____ EXCERTO FORNECIDO

Assim, no âmbito dos diplomas que regulam a proteção do consumidor D.L. 67/2003 de 8/04 com as alterações introduzidas pelo D.L. 84/2008 de 21/05, nomeadamente no art.º 2, n.º1 defende-se que o vendedor deve entregar ao consumidor bens que sejam conformes o contrato, e acrescenta-se no n.º2 que se presume a existência de não conformidade a verificação de: (alínea b) não ser adequado ao uso especifico para o qual o consumidor o destine e do qual tenha informado o vendedor quando celebrou o contrato.
No caso concreto o lagar foi entregue, em data não concretamente apurada, sendo a sua montagem no local designado efetuada pelos próprios funcionários da demandante, conforme assim o afirmaram.
Por sua vez, estes, também, afirmaram que nunca tinham visto o lagar a funcionar. Mas alguns trabalhadores da demandada, que o puderam ver a trabalhar, constataram que a madeira utilizada foi envelhecida na hora, o que não permite a utilização adequada do lagar, pois o líquido verte, a madeira não teve tempo de inchar e não podiam aproveitar o sumo da uva, devido ao sabor com que ficou, era improprio para ser consumido.
De facto, os trabalhadores da demandante afirmaram que foi uma obra realizada á pressa, devido á urgência da altura em que deveria ficar pronta, o que evidencia que nem puderam experimentar para ver se realmente tinha algum defeito.

________
____ LINHAS LISTADAS

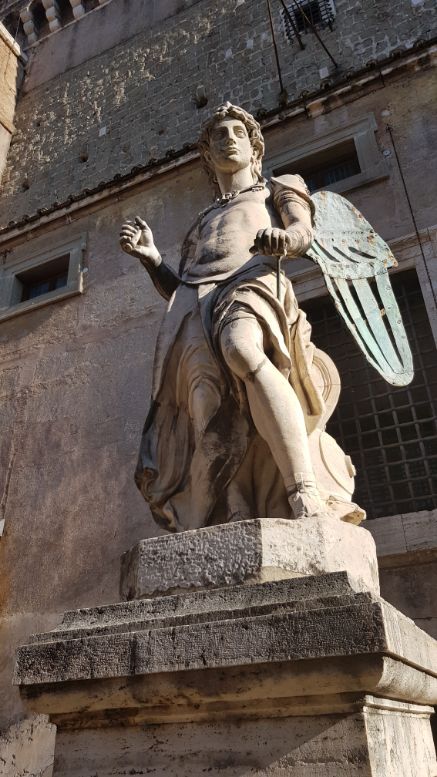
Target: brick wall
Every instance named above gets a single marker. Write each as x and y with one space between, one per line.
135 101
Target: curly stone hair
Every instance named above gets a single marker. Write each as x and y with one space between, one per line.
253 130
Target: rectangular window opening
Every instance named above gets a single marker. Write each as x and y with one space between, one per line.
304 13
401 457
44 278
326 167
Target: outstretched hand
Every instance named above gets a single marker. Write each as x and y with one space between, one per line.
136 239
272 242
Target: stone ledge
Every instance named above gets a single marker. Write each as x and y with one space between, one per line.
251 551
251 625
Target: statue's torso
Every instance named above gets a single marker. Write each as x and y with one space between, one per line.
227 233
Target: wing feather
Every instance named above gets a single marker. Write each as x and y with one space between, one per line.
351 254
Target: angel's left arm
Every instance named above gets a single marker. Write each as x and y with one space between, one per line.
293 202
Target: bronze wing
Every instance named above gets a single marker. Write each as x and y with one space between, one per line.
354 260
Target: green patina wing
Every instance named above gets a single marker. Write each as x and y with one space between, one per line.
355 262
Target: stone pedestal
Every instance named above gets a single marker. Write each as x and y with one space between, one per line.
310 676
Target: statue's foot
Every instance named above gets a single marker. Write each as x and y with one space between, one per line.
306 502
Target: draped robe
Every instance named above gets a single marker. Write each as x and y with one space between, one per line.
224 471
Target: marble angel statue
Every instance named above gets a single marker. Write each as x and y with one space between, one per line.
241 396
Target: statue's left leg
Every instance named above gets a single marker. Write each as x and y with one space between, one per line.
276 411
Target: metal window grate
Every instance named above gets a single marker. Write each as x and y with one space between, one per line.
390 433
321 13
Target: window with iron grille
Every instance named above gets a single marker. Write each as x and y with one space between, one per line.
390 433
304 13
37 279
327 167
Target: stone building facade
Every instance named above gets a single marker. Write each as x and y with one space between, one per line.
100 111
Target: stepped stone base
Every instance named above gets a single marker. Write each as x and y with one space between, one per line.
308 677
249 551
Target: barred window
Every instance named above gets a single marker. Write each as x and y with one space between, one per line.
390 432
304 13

________

__O QUE SE PEDE__
#1 Reproduza, do excerto sobre o lagar, o trecho que vai de "No caso concreto" até "para ser consumido.".
#2 Responda, com base no excerto sobre o lagar:
(a) Que decreto-lei introduziu alterações ao D.L. 67/2003?
(b) Quem efetuou a montagem do lagar no local designado?
(c) Segundo os trabalhadores da demandante, por que razão a obra foi realizada à pressa?
#3 Prossiga o excerto sobre o lagar a partir do ponto em que termina.
Estas linhas não são necessárias.

__RESPOSTAS POR TAREFA__
#1
No caso concreto o lagar foi entregue, em data não concretamente apurada, sendo a sua montagem no local designado efetuada pelos próprios funcionários da demandante, conforme assim o afirmaram.
Por sua vez, estes, também, afirmaram que nunca tinham visto o lagar a funcionar. Mas alguns trabalhadores da demandada, que o puderam ver a trabalhar, constataram que a madeira utilizada foi envelhecida na hora, o que não permite a utilização adequada do lagar, pois o líquido verte, a madeira não teve tempo de inchar e não podiam aproveitar o sumo da uva, devido ao sabor com que ficou, era improprio para ser consumido.

#2
(a) O D.L. 84/2008, de 21/05.
(b) Os próprios funcionários da demandante.
(c) Devido à urgência da altura em que deveria ficar pronta.

#3
Tal facto consubstancia o cumprimento defeituoso do serviço, na medida em que o objeto foi realizado mas não como devia ter sido e seria expectável, tendo em consideração que a demandante sabia o fim a que o mesmo se destinava, algo que os seus funcionários foram claros, dizendo que se destinava a ser utilizado na festa da vindima.
Perante a falta de conformidade, deve o consumidor denunciar os defeitos (art.º 5-A, n.º2 D.L.84/2008 de 21/05), no prazo de 2 meses, tendo em consideração que o objeto em causa é uma coisa móvel- lagar em madeira. Na realidade apenas uma das testemunhas da demandada o confirmou. Relatou a conversa que o representante legal da demandada estava a falar ao telefone, bastante aborrecido, dizendo que o lagar não estava em condições, derramava o sumo, e não o podia aproveitar, mais acrescentou que foi no decurso da conversa que disse para virem buscar o lagar, o que sucedeu no decurso da festa da vindima, após terem utilizado o lagar e tentado remediar os defeitos.
E, alguns dias depois os funcionários da demandante foram ao espaço onde a demandada tinha o lagar desmonta-lo, conforme relataram, levando-o para as instalações daquela, a qual, sabendo o objetivo da deslocação, emitiu a respetiva guia de transporte a qual foi assinada pelo gerente da demandada, documento junto a fls. 22.
Quer isto dizer que a denúncia foi realizada verbalmente, em data não apurada, mas no decurso daquele evento, e uma vez que a lei, também, não exige qualquer forma específica para concretizar a denúncia, pode dizer-se que foi efetuada e atempadamente.
No que diz respeito aos direitos do consumidor, diz o art.º 4, n.º 1, 5, que tem direito a que a coisa seja reposta, por meio de reparação, substituição, redução adequada do preço ou resolução do contrato, podendo exercer qualquer um destes direitos, salvo se tal se manifestar impossível ou constituir um abuso de direito nos termos gerais, ou seja nos termos do art.º 344 do C.C.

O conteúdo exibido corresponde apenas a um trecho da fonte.